ASSIGNMENT:
Each entry should be transcribed exactly as written, and any picture left out.

========================================

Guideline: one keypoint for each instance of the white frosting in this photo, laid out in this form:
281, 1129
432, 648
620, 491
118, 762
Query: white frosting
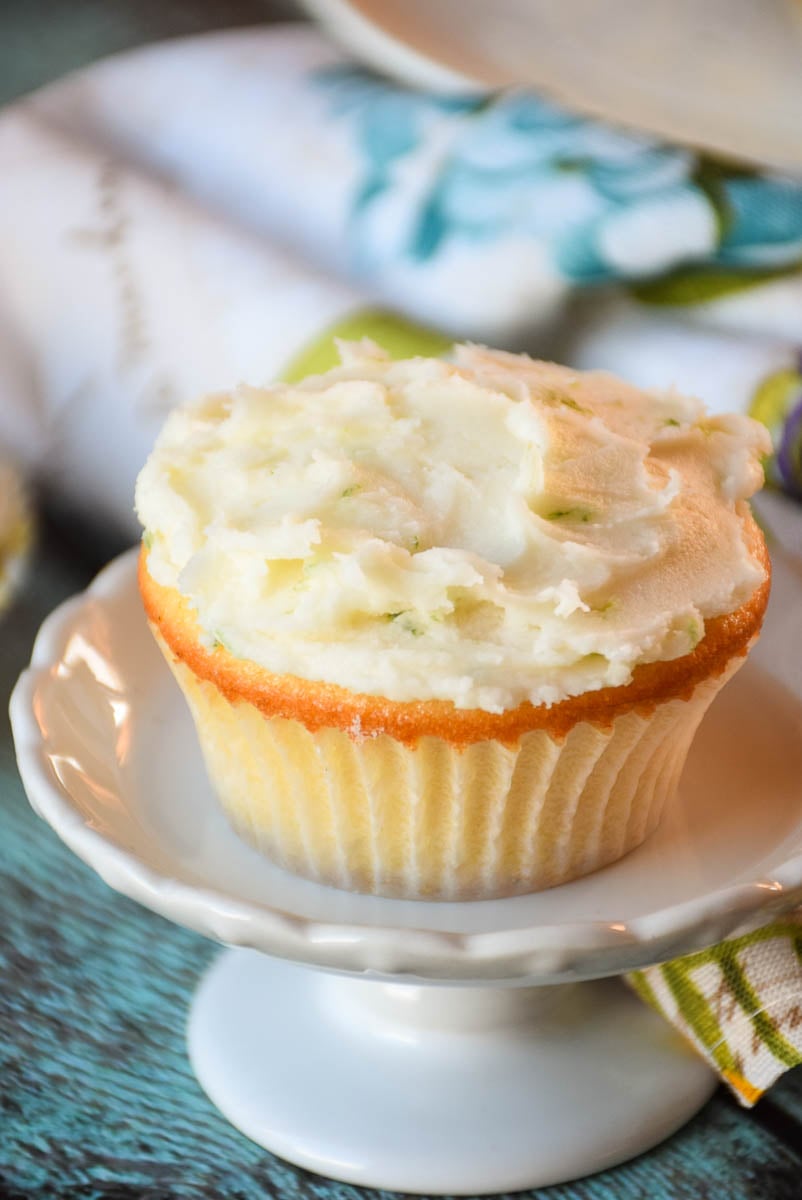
486, 531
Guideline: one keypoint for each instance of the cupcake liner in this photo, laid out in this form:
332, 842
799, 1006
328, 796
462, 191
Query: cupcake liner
435, 820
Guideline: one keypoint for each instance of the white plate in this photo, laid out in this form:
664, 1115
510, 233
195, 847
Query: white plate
108, 757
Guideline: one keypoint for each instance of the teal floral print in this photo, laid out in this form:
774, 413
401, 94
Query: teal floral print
604, 203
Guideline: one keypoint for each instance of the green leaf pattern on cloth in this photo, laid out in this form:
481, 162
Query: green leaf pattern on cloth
740, 1003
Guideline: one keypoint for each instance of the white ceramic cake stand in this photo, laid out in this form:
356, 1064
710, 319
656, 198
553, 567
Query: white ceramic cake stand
379, 1069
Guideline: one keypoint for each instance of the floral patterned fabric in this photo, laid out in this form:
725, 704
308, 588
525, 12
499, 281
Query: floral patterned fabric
608, 204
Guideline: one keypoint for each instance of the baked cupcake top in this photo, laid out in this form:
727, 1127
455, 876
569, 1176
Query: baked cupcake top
486, 531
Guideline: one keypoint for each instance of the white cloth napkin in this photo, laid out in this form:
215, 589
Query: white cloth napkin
192, 214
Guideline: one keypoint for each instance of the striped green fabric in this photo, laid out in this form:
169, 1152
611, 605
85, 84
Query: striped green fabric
740, 1003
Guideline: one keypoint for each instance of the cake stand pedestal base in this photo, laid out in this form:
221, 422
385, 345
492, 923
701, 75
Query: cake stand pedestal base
438, 1089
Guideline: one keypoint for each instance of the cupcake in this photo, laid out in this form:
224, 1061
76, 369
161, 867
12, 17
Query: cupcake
447, 628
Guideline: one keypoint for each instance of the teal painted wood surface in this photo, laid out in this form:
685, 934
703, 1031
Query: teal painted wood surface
96, 1096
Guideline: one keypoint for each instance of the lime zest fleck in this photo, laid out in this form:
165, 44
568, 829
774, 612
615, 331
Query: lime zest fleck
582, 515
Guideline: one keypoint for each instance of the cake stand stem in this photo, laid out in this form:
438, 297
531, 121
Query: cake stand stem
425, 1089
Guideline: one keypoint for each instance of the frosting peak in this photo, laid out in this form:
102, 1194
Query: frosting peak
485, 531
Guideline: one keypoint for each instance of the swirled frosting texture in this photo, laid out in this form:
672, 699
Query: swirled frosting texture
486, 531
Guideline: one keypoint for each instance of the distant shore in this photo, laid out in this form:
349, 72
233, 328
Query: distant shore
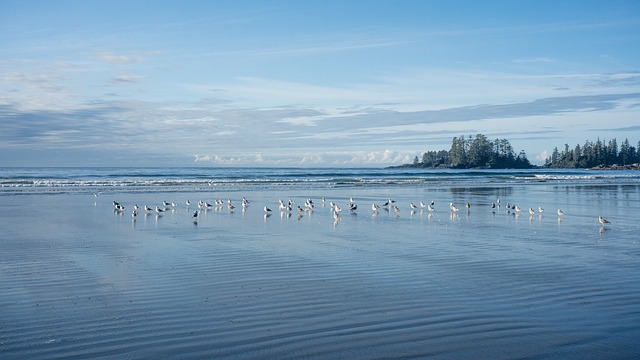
635, 166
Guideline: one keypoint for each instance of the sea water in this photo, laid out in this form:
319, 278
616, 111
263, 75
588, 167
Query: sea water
80, 279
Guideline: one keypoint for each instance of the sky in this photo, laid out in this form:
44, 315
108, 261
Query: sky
310, 83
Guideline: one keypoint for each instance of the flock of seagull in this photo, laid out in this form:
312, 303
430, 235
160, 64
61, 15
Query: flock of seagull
287, 207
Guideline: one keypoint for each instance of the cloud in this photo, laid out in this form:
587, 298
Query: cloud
202, 158
123, 80
116, 59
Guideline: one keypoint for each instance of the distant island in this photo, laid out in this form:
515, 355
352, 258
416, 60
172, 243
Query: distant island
481, 153
598, 155
473, 153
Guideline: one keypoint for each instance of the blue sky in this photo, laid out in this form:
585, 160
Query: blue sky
309, 83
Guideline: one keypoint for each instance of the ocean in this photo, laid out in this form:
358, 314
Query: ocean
81, 279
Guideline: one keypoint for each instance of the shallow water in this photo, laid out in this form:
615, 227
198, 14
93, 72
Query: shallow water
80, 280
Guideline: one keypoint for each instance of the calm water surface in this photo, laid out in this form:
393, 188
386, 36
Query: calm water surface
81, 280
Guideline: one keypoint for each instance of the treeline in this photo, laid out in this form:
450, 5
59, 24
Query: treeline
475, 152
594, 154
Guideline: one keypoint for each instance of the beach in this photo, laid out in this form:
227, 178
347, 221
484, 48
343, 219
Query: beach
81, 280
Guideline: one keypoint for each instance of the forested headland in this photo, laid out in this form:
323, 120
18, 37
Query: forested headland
480, 152
598, 154
474, 152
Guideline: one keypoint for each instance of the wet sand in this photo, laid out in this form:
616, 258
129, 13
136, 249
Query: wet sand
82, 281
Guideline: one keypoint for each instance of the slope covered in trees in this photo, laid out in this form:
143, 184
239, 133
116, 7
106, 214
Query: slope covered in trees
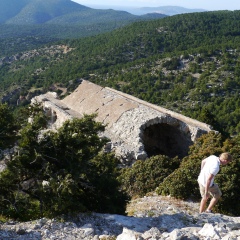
188, 63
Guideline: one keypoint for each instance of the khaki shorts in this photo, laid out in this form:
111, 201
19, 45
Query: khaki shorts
214, 190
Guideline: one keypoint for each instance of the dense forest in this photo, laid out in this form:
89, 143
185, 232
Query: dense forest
188, 63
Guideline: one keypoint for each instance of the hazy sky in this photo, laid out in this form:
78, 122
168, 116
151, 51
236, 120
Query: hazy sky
203, 4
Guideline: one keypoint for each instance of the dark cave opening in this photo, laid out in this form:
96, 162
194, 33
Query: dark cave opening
166, 140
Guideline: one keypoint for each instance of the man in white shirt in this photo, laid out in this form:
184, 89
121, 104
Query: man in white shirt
209, 168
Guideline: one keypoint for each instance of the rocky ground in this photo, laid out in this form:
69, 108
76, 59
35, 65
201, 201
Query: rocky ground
149, 218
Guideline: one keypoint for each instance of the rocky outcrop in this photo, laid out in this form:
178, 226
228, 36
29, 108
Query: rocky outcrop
137, 129
161, 219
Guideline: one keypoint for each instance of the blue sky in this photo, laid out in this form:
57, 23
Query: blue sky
202, 4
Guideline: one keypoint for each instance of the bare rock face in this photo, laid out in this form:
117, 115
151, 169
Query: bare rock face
136, 129
153, 217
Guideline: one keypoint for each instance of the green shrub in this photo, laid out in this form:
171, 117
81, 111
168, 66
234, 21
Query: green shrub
182, 183
145, 176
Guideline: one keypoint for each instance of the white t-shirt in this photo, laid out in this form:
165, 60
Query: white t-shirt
212, 166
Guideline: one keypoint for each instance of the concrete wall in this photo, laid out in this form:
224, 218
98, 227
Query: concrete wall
137, 129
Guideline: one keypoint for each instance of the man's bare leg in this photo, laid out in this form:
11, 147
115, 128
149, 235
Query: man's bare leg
203, 204
212, 203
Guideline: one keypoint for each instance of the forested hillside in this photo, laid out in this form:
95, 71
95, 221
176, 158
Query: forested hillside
188, 63
60, 19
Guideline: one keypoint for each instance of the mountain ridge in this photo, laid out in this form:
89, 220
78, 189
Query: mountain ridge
58, 12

========================================

ANSWER TO THIS EXERCISE:
Guideline: one keypoint for each instance of the white frosting in this photo, laid out in this form:
281, 1129
432, 648
620, 491
118, 762
Query: white frosting
486, 531
Guideline: one keypoint for each instance of the cupcake liner in this photo, laid out in this form:
332, 842
799, 1006
328, 796
462, 191
Query: cupcake liner
435, 820
Guideline: one keypoint for each instance of the white plate in this photo, laid out in this form:
664, 1115
510, 233
195, 847
Query: white plate
108, 757
Guideline: one keypoint for each instance of the teal floral print in this photo, laid out in this form:
774, 413
401, 94
Query: teal floral print
604, 203
Guideline: one keypoint for each instance of the green leaf pattern on cloth in this photo, laid out in this form:
481, 162
Query: green leaf pattern on cloth
740, 1003
Guideline: one keypoint for each instance of the white ceramic cake stand in this photo, laid out in this form:
356, 1064
710, 319
656, 198
553, 567
Query: white ceramic cake stand
379, 1069
Guideline: one keypoint for each instance of the floral patterned fabric in this photo, laid out in this form:
725, 704
308, 588
525, 12
499, 281
Query: floral patterned fabric
608, 204
Guideline: one keypoint for each instance of the baked cupcake top in this photo, laid out in this form:
727, 1127
455, 876
569, 1176
Query: baked cupcake top
486, 531
Guideline: one keypoint for each instance of the white cloth napkin in this photo, laid out in this form:
215, 589
Query: white cloth napkin
192, 214
Guideline: one keypoint for each instance of the striped green fabric in this photo, laid out in this form:
169, 1152
611, 605
85, 84
Query: striped green fabric
740, 1003
Guideline: one keypoint for each instance of the cake stand pedestal base in this photo, laid out in this form:
221, 422
385, 345
492, 923
701, 75
Query: cake stand pedestal base
438, 1089
Guideline: one keypoint for each instance of the cupcake in this photo, laid out in this form:
224, 1061
76, 369
161, 867
12, 17
Query: cupcake
447, 628
Guideline: one keypoint for each instance of the teal painted wood surface in this photo, laid out in this form:
685, 934
703, 1031
Query: teal painted wood surface
96, 1096
Guideline: one keypoint for each instance of the lime zest fleck in this photo, laid out in this form:
165, 44
568, 829
774, 612
615, 331
Query: lime zest fleck
582, 515
Guideline: one keypoint for each instance of the cake stand stem in this photo, laid out in this form:
438, 297
531, 121
Query: cake stand stem
425, 1089
Guideline: one keypoint for each instance of the frosting peak in this photo, laid out in this form:
102, 1194
Query: frosting peak
485, 531
Guideline: one keypoint for each instance of the swirled frosting texture in this photo, laid out in this form:
672, 699
Query: swirled frosting texture
486, 531
Guideline: one keypoint for each instance of the distant shore in this photo, laid out in this form:
349, 72
233, 328
Query: distant shore
635, 166
Guideline: one keypoint for each instance of the sea water in this photo, laid out in this form:
319, 278
616, 111
263, 75
588, 167
Query: sea water
80, 279
Guideline: one keypoint for each instance of the sky in this photo, laid out in this form:
44, 315
108, 261
Query: sky
310, 83
Guideline: one keypoint for each instance of the flock of seagull in this photo, laid out in this form:
312, 303
430, 235
160, 64
61, 15
Query: flock of seagull
287, 207
Guideline: one keypoint for each instance of the cloud in this photo, laid out in this form:
587, 298
Query: cloud
202, 158
123, 80
116, 59
Guideline: one keypoint for each instance of the distant island in this photo, laid out in this form:
515, 355
352, 258
416, 60
172, 243
Query: distant island
481, 153
598, 155
473, 153
Guideline: one keypoint for each instance of the blue sky in this photo, laid out in this form:
585, 160
Query: blue sky
309, 83
Guideline: one keypoint for each instance of the ocean in this photo, laid out in this form:
358, 314
Query: ocean
81, 279
Guideline: one keypoint for each instance of the shallow water in this photo, laid out in this form:
615, 227
198, 14
93, 72
Query: shallow water
80, 280
Guideline: one keypoint for each instance of the calm water surface in this photo, laid out in this form:
393, 188
386, 36
Query: calm water surface
81, 280
Guideline: one keypoint for each instance of the treeline in this photo, laid out in this form:
450, 5
59, 24
Query: treeline
475, 152
594, 154
Guideline: one keypoint for each instance of the beach in this photo, laid out in this form:
227, 178
347, 221
484, 48
343, 219
Query: beach
81, 280
Guideline: one keypoint for each instance of the forested headland in this photo, laid out in this form:
323, 120
18, 37
Query: forested headland
480, 152
598, 154
474, 152
Guideline: one keypoint for each instance of the wet sand in this photo, laid out in this form:
616, 258
129, 13
136, 249
Query: wet sand
82, 281
Guideline: one keypoint for each instance of the slope covered in trees in this photo, laid out in this form:
143, 184
239, 133
116, 7
106, 214
Query: slope covered in trees
188, 63
Guideline: one keypoint for each instance of the khaki shorts in this photo, laid out in this form:
111, 201
19, 45
Query: khaki shorts
214, 190
Guideline: one keypoint for each instance of the dense forest in this photo, laid out in this form:
89, 143
185, 232
Query: dense forest
188, 63
Guideline: one keypoint for each instance of the hazy sky in this photo, laid out in this form:
78, 122
168, 116
151, 51
236, 120
Query: hazy sky
203, 4
Guideline: one keypoint for each instance of the dark cave opening in this photo, laid out in this form:
96, 162
194, 33
Query: dark cave opening
166, 140
Guideline: one keypoint for each instance of the man in white shirt in this photo, laid out in this form:
184, 89
121, 104
Query: man in white shirt
209, 168
Guideline: one keypoint for each instance of the rocky ground in this photo, laid out in this form:
69, 108
76, 59
35, 65
201, 201
Query: rocky ground
149, 218
Guideline: one keypoint for each instance of the rocky outcrop in this photo, laid out in this form:
178, 226
228, 36
29, 108
Query: rocky outcrop
137, 129
161, 219
Guideline: one keypoint for each instance of the blue sky in this photo, laid out in this form:
57, 23
Query: blue sky
202, 4
Guideline: one keypoint for each instance of the bare rock face in this photo, laid out in this form:
117, 115
151, 169
Query: bare rock face
136, 129
153, 217
Guideline: one keypoint for each instance of the green shrub in this photo, laid out in this form:
171, 117
81, 111
168, 66
234, 21
Query: green shrub
182, 183
145, 176
Guideline: one keypoint for each instance of the white t-shirt in this photo, laid out in this form:
165, 60
Query: white t-shirt
212, 166
Guideline: one keypoint for each instance of the concrete wall in this photo, laid out in this form:
224, 218
98, 227
Query: concrete wall
137, 129
Guideline: one keypoint for each instance of the man's bare leg in this photo, laid out in this form:
11, 147
115, 128
149, 235
Query: man's bare leg
203, 204
212, 203
Guideline: one keypoint for each instance of the forested hillside in this photo, laid out in this form:
95, 71
95, 221
176, 158
Query: forested hillside
188, 63
60, 19
Guideline: one keypoint for each instance of the mountain ridge in this photo, laid out in this form:
89, 220
78, 189
Query: mountain ridge
58, 12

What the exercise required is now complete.